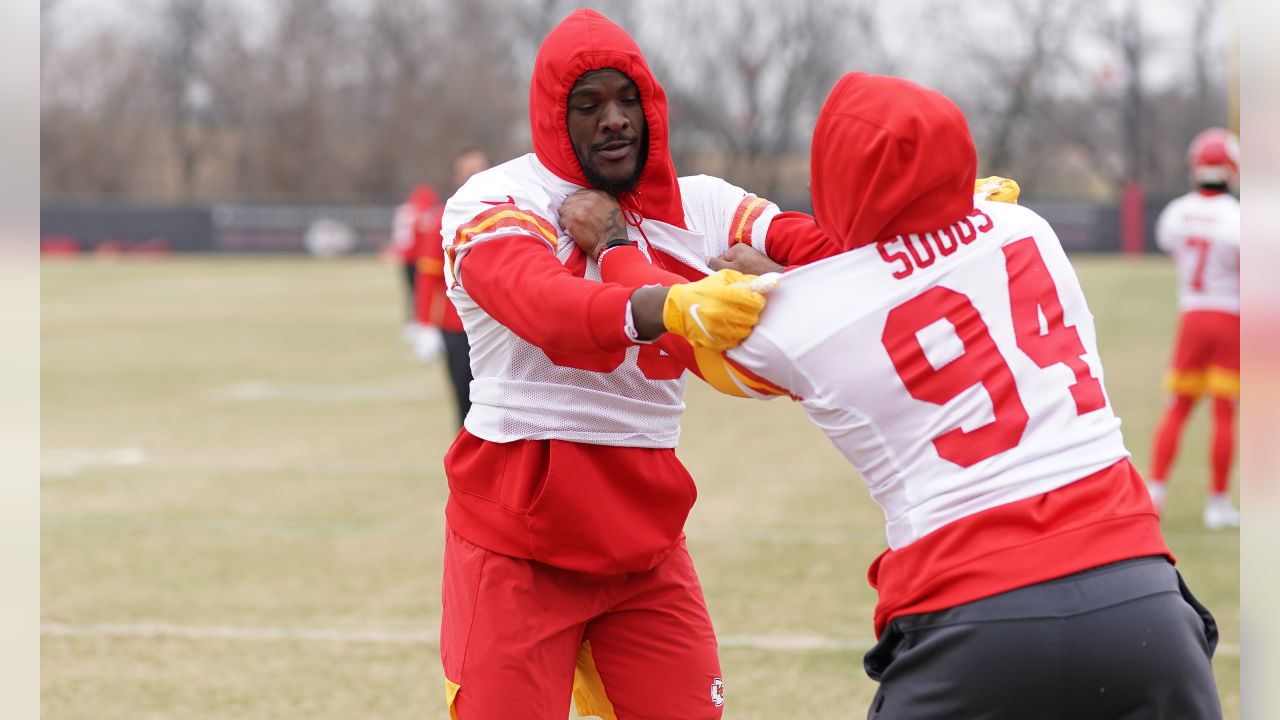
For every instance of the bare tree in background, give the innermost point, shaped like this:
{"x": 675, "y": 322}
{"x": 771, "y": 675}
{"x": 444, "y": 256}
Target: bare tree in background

========================

EXERCISE BRIEF:
I would like the material above returned exactly as it stands, without its pictures.

SOLUTION TO THE PROBLEM:
For every instance of the bare tree in background, give the innermost point, shaped like this:
{"x": 675, "y": 322}
{"x": 771, "y": 675}
{"x": 444, "y": 256}
Target: bare tree in background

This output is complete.